## Studietekst
- - - - - - -

Staatsecretaris Van Dam reageert op het bericht ‘Platform Hele Snavels Ontbonden’. In het bericht wordt aangegeven dat het dierenwelzijnsplatform voor de pluimveehouderij vanwege commerciële belangen is ontbonden.
Plan van aanpak
Met ingang van 1 september 2018 wordt het behandelen van de snavels verboden bij alle kippen en kalkoenen. Deze ingreep wordt nu nog toegepast om ongerief door verenpikkerij te voorkomen. Om deze risico’s tot een minimum te beperken is het noodzakelijk om meerdere maatregelen te nemen op het gebied van huisvesting, management en fokkerij (het fokken van socialere kippen). Daarvoor is een Plan van aanpak Ingrepen opgesteld en een Stuurgroep Ingrepen Pluimvee opgericht. In deze stuurgroep zijn naast de vertegenwoordigers van de sector ook de Dierenbescherming en het ministerie van Economische Zaken vertegenwoordigd. De stuurgroep zet onder andere onderzoek uit zoals een monitoring van praktijkbedrijven met onbehandelde koppels. Daarnaast deelt zij onderzoeksresultaten en praktijkervaringen met de sector en stimuleert zij ontwikkelingen in de fokkerij en in stalsystemen.

- - - - - - -

## Getoonde records
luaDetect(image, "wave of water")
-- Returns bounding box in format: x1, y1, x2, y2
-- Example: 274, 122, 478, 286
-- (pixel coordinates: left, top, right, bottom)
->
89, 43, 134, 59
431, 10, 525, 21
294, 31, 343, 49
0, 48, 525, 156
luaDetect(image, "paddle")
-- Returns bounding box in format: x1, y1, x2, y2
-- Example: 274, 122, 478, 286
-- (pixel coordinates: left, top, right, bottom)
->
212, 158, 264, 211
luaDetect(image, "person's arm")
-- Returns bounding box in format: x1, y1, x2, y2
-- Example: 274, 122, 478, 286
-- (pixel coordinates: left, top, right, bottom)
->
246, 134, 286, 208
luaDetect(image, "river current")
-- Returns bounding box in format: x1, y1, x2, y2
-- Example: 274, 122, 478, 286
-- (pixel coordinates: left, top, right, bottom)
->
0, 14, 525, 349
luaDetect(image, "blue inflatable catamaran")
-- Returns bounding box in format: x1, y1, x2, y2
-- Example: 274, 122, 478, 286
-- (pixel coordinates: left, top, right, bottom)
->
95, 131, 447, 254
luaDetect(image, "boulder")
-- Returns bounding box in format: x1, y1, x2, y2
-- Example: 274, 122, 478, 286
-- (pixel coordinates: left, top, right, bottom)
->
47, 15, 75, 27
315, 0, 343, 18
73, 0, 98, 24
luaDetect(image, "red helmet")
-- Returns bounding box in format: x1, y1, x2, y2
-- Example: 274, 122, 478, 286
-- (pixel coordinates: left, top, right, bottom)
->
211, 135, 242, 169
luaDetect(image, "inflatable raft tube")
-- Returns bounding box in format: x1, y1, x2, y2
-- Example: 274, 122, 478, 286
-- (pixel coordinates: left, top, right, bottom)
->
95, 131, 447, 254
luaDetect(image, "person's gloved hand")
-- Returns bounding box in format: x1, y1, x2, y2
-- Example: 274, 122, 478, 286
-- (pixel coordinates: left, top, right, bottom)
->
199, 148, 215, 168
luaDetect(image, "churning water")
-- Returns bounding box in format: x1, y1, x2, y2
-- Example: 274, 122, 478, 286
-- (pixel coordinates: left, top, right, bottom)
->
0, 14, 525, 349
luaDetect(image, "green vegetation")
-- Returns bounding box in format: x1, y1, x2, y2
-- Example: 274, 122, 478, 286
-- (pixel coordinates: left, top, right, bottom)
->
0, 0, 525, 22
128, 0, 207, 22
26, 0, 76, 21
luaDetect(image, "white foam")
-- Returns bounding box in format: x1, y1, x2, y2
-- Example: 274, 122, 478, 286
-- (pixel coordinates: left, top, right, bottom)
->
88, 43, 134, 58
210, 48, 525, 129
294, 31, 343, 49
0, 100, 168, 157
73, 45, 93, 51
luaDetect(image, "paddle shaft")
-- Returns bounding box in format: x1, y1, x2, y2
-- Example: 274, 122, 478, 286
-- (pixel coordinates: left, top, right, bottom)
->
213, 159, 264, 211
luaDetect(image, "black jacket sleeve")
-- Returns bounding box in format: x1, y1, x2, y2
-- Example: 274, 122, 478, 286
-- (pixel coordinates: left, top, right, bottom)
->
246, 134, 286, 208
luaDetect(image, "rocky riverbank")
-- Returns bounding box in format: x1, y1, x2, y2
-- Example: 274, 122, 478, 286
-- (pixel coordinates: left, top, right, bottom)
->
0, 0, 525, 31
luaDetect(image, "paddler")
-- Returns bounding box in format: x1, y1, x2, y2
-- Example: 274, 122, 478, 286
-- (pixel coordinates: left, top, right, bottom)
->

- - - - - - -

## Werkopdracht 1
Schrijf het deel van de studietekst over, beginnend bij "Staatsecretaris Van Dam" en doorlopend tot en met "belangen is ontbonden.". Vervang daarbij "dierenwelzijnsplatform" door "welzijnsplatform".
## Werkopdracht 2
Beantwoord met behulp van de studietekst de volgende vragen.
(a) Met ingang van welke datum wordt het behandelen van de snavels verboden?
(b) Welke twee partijen zijn naast de vertegenwoordigers van de sector in de Stuurgroep Ingrepen Pluimvee vertegenwoordigd?
(c) Om welke reden is het dierenwelzijnsplatform volgens het bericht ontbonden?
## Werkopdracht 3
Geef bij elke bewering aan of ze overeenkomt met de studietekst. Antwoord met ja of nee en citeer de woorden uit de tekst die de doorslag geven.
(a) Het verbod op het behandelen van de snavels geldt alleen voor kippen.
(b) De stuurgroep zet een monitoring van praktijkbedrijven met onbehandelde koppels uit.
(c) Onder fokkerij wordt in de tekst het fokken van socialere kippen verstaan.

## Antwoordvak 1
Staatsecretaris Van Dam reageert op het bericht ‘Platform Hele Snavels Ontbonden’. In het bericht wordt aangegeven dat het welzijnsplatform voor de pluimveehouderij vanwege commerciële belangen is ontbonden.

## Antwoordvak 2
(a) 1 september 2018.
(b) De Dierenbescherming en het ministerie van Economische Zaken.
(c) Vanwege commerciële belangen.

## Antwoordvak 3
(a) Nee: "bij alle kippen en kalkoenen".
(b) Ja: "een monitoring van praktijkbedrijven met onbehandelde koppels".
(c) Ja: "fokkerij (het fokken van socialere kippen)".